* _THE PROBLEM_
Every entry must be transcribed exactly as written.

[Records from a data collection]
====================

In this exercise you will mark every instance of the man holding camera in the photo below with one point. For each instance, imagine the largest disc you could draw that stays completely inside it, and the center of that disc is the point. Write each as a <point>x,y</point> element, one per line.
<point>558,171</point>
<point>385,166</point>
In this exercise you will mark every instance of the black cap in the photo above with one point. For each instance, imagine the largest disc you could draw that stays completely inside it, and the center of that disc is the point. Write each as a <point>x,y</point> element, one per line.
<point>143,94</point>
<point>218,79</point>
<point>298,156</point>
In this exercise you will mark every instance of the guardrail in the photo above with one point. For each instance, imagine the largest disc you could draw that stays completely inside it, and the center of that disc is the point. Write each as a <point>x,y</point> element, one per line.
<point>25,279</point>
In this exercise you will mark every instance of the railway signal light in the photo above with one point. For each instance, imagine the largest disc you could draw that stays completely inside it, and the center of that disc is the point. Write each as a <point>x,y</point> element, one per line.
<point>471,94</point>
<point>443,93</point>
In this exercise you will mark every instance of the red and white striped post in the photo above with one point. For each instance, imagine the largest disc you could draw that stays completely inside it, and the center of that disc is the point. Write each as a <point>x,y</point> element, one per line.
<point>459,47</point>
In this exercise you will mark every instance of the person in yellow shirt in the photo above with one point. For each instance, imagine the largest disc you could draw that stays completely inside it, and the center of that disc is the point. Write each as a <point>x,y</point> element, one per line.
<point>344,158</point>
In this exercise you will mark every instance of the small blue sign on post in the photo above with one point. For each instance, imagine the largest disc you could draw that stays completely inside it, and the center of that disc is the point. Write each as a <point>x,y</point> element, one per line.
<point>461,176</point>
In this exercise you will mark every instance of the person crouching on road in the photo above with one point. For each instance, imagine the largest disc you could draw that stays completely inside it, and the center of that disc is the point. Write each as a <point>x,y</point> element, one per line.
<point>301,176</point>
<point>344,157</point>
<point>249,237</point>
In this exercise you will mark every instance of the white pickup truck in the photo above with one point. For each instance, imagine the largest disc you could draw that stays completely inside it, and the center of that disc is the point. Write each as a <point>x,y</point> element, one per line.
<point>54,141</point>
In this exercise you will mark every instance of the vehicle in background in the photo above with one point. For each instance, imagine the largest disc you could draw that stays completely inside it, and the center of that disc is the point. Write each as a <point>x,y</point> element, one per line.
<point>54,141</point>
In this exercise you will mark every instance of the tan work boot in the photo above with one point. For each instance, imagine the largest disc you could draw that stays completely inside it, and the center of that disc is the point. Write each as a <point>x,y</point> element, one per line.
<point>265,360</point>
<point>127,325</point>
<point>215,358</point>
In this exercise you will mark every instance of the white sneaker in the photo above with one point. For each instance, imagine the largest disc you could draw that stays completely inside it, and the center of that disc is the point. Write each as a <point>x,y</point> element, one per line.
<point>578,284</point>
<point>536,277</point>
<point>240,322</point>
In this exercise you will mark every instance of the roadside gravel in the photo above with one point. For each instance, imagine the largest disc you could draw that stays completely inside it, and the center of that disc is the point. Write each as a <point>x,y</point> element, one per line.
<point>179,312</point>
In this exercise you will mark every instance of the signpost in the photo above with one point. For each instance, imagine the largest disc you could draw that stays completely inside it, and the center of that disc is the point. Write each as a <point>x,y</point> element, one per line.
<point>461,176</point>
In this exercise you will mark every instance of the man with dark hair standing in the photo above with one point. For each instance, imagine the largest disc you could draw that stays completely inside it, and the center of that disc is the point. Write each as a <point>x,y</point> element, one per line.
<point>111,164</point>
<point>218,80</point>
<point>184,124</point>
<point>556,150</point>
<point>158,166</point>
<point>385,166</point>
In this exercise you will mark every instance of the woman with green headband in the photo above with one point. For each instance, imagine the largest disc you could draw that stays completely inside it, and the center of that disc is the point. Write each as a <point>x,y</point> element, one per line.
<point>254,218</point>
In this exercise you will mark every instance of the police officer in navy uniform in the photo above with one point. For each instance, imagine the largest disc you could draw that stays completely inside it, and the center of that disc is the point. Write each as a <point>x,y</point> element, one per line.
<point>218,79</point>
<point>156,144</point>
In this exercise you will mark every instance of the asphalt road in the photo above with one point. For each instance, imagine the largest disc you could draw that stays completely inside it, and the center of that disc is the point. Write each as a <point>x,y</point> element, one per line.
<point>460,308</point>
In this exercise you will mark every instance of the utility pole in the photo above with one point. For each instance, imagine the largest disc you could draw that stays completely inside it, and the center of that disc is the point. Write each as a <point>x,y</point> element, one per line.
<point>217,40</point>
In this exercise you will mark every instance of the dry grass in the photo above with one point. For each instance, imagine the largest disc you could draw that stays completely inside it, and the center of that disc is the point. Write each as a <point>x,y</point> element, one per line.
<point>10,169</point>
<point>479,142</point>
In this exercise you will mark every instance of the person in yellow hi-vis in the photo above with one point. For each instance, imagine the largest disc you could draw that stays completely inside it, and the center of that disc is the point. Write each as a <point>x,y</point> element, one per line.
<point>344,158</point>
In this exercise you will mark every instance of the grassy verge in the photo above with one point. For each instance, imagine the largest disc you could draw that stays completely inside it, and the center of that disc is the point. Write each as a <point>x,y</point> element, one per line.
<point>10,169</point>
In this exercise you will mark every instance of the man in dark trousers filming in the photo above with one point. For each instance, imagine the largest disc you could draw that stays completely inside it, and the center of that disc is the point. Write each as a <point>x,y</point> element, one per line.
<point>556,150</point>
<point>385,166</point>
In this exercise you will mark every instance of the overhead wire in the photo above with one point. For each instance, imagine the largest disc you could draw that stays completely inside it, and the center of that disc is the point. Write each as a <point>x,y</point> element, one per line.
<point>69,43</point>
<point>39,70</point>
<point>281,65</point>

====================

* _ANSWER TO THIS TASK_
In this exercise you will mark every instance of the man holding camera in the photo below with one point. For each instance, imagine the largest disc you could draw that stays completely inside it, and the center of that disc is the point. Write each as a <point>x,y</point> element, one per line.
<point>558,171</point>
<point>385,166</point>
In this exercise you will mark every instance of the black cap in the photo above with one point. For each instance, imagine the largest disc you could draw that stays completely inside it, and the center of that disc is the point. Write each as a <point>x,y</point> element, one per line.
<point>143,94</point>
<point>218,79</point>
<point>298,156</point>
In this exercise you will mark every instance of the guardrail in the photo above with one point. For each instance, imagine the largest disc you could draw that stays completely inside it, and the center of that disc is the point. Write each as a <point>x,y</point> element, one per line.
<point>25,279</point>
In this exercise you will mark every instance of the railway signal light in the photo above with one point. For each instance, imagine the largest disc you could draw that stays completely inside it, and the center of that disc is the point. Write each as a <point>x,y</point> element, one per line.
<point>471,94</point>
<point>443,93</point>
In this exercise you will mark every instance of the red and white striped post in the photo above with one point. For each instance, imagine the largest disc you could draw that stays completely inside it, and the center of that disc is the point. Write each as a <point>x,y</point> element, one per line.
<point>459,47</point>
In this exercise you will mark every instance of the person in yellow shirt in the photo above with one point. For each instance, imagine the largest disc you could draw that stays completely inside it, and the center of that disc is the point. Write each as a <point>x,y</point> element, one per line.
<point>344,158</point>
In this exercise you will mark every instance of the small blue sign on post in the photo above with one point. For each instance, imagine the largest disc you could draw that stays completely inside it, and the center of that disc is the point. Write each as a <point>x,y</point> element, one per line.
<point>461,176</point>
In this exercise you will mark every instance of the person crouching on road in the photo above with one point. For each instance, imagine the largest disc you could draw that stays completely inside it, and the center of that disc is the point. Write each as a <point>x,y</point> element, one per line.
<point>301,176</point>
<point>344,157</point>
<point>249,237</point>
In this exercise you will mark every instance of the white pickup truck in the photo above with one point. For each instance, imagine the largest disc you could draw that stays completely inside it, and the center of that disc is the point. Write each as a <point>x,y</point> element, one per line.
<point>54,141</point>
In this exercise you will mark every instance of the vehicle in background in the photo above with one point. For each instance, imagine the largest disc you could draw that stays completely inside it, and the center of that disc is the point. Write each as a <point>x,y</point> element, one per line.
<point>54,141</point>
In this exercise you will mark every instance of the tan work boot in the photo above with one point. For each instance, imagine the largest disc you could draw that stays completely inside it, and the center of that disc is the point. Write each as a <point>x,y</point> element, one per line.
<point>265,360</point>
<point>127,325</point>
<point>215,358</point>
In this exercise you will mark every instance of the white sneaker in the photo above with one point. For each instance, imagine the largest disc you could draw that stays completely inside it, and the center of that disc is the point. Write each as a <point>x,y</point> element, one per line.
<point>578,284</point>
<point>536,277</point>
<point>240,322</point>
In this exercise you will mark every instance of the roadside gravel in the photo above with one point. For each instance, imagine the largest disc you could draw that stays completely inside it, and the center of that disc is the point. Write each as a <point>x,y</point> element, one per line.
<point>179,312</point>
In this exercise you will mark every instance of the signpost in the photo above with one point. For each instance, imagine the largest disc you could draw that stays completely inside it, and the center of that disc is the point. Write each as a <point>x,y</point> element, one per line.
<point>461,176</point>
In this exercise you will mark every instance of the man with dark hair standing in the photo above with one point. For each instance, imagine the largest disc you could draw that stays completely inside it, and the center of that disc is the point. Write each as a <point>x,y</point> element, one per line.
<point>111,164</point>
<point>218,80</point>
<point>184,124</point>
<point>556,150</point>
<point>158,166</point>
<point>385,166</point>
In this exercise you will mark every instance of the woman with green headband in the photo above with one point. For each instance, imagine the largest disc you could draw that stays completely inside it, and the center of that disc is the point. Write each as a <point>x,y</point> element, one per line.
<point>254,218</point>
In this exercise you will mark every instance of the police officer in navy uniform in the photo above with one point. For each instance, imagine the largest disc you could draw that stays completely inside it, and the center of that disc is the point. Write each as a <point>x,y</point> element, one per line.
<point>218,79</point>
<point>156,144</point>
In this exercise you will mark every instance of the asphalt road in the photo above with one point. For each instance, imagine the largest disc you could draw that stays completely inside it, and the center of that disc is the point. Write each as a <point>x,y</point> element, one per line.
<point>460,308</point>
In this exercise you will mark every instance of the utility pole in the photo above with one point. For each instance, imagine the largest disc you could draw that stays completely inside it, and the center of that disc is the point. Write each as a <point>x,y</point> element, one per line.
<point>217,40</point>
In this exercise you will mark every instance of the dry grass in the photo above with one point. For each instance, imagine the largest disc you could draw that stays completely inside it, and the center of that disc is the point. Write each as a <point>x,y</point> element, one per line.
<point>10,169</point>
<point>479,142</point>
In this exercise you will mark every instance of the person in yellow hi-vis in the photo above with one point. For each instance, imagine the largest disc you could draw that stays completely inside it, and the center of that disc is the point. Write each as a <point>x,y</point> element, one per line.
<point>344,158</point>
In this exercise you will mark every instance of the grassy verge in the photo above with one point. For each instance, imagine the largest disc you could draw that stays completely inside it, and the center of that disc is the point. Write each as a <point>x,y</point> element, one per line.
<point>10,169</point>
In this exercise you will mark every instance of the man in dark trousers filming in the photo above with one point. For each instance, imagine the largest disc you could draw that stays completely inside it, and the center of that disc is the point. Write each as a <point>x,y</point> element, one per line.
<point>556,150</point>
<point>385,166</point>
In this exercise you will mark every instance of the overhead wire in the photo above with one point. For each instance, imagine the largest disc you could draw that stays completely inside it, and the center of that disc is the point. Write each as a <point>x,y</point> element, one per line.
<point>69,43</point>
<point>39,70</point>
<point>281,65</point>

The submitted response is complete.